** START Excerpted passage **

Futures swung between gains and losses in New York after rising to a seven-week high Monday. China's manufacturing purchasing managers index fell to 49 in February, missing the median estimate of 49.4 in a Bloomberg survey of economists.
It hasn't been weaker since Jan 2009. US supplies probably rose by 2.75 million barrels last week, according to a separate Bloomberg survey before Energy Information Administration data Wednesday.
"We've seen a rally, but we're moving into a period of soft seasonal demand against a background of high inventories," Ric Spooner, a chief analyst at CMC Markets in Sydney, said by phone.
"It's possible that we've got about as far as we can based on sentiment. For West Texas, there's a pronounced resistance level just under US$35 a barrel."
Oil has slipped about 8 per cent this year and averaged under US$32 a barrel during the past two months, the longest stretch below that level in more than 12 years.
Output from the Organization of Petroleum Exporting Countries slid by 79,000 barrels to 33.06 million barrels in February. Saudi Arabian production remained unchanged while Iraq and Nigeria pumped less.

** END Excerpted passage **

- Your tasks:
a) Answer these questions using the oil market excerpt:
(i) What figure did China's manufacturing purchasing managers index fall to in February?
(ii) By roughly what percentage has oil slipped this year?
(iii) What level did output from the Organization of Petroleum Exporting Countries reach in February?
b) Recast the paragraph of the oil market excerpt that begins "Output from the Organization of Petroleum Exporting Countries" as a short bulleted list that keeps its main facts.
The listing placed after this point is not needed.

** START Stored data **

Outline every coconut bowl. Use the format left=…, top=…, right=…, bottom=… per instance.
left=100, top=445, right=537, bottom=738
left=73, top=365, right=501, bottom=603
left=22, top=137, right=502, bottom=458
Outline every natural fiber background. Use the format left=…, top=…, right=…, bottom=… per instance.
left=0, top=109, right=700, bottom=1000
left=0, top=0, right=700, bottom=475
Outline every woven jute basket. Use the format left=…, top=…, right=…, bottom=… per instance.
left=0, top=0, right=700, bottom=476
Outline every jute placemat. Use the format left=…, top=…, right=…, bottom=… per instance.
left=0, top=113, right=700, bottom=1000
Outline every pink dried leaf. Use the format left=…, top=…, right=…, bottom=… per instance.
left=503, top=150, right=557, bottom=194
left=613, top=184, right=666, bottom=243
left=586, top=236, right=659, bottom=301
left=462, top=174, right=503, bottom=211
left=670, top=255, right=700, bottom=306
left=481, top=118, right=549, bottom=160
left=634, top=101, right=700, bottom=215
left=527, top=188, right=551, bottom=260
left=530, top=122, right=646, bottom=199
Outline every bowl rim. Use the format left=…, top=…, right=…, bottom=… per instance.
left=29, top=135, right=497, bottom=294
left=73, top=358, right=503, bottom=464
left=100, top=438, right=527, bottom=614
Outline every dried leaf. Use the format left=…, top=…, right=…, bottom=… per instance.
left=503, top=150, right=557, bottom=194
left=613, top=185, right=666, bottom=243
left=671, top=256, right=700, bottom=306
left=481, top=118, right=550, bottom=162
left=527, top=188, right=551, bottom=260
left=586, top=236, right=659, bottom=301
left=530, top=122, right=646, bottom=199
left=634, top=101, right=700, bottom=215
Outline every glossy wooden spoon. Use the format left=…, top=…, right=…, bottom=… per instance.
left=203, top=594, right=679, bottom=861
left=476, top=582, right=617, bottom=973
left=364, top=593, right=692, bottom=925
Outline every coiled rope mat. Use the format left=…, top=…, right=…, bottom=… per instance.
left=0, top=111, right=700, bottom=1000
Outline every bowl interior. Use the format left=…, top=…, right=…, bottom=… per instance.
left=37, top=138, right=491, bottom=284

** END Stored data **

- Answers per task:
a)
(i) 49
(ii) About 8 per cent
(iii) 33.06 million barrels

b)
- Output from the Organization of Petroleum Exporting Countries fell by 79,000 barrels to 33.06 million barrels in February.
- Saudi Arabian production stayed the same.
- Iraq and Nigeria pumped less.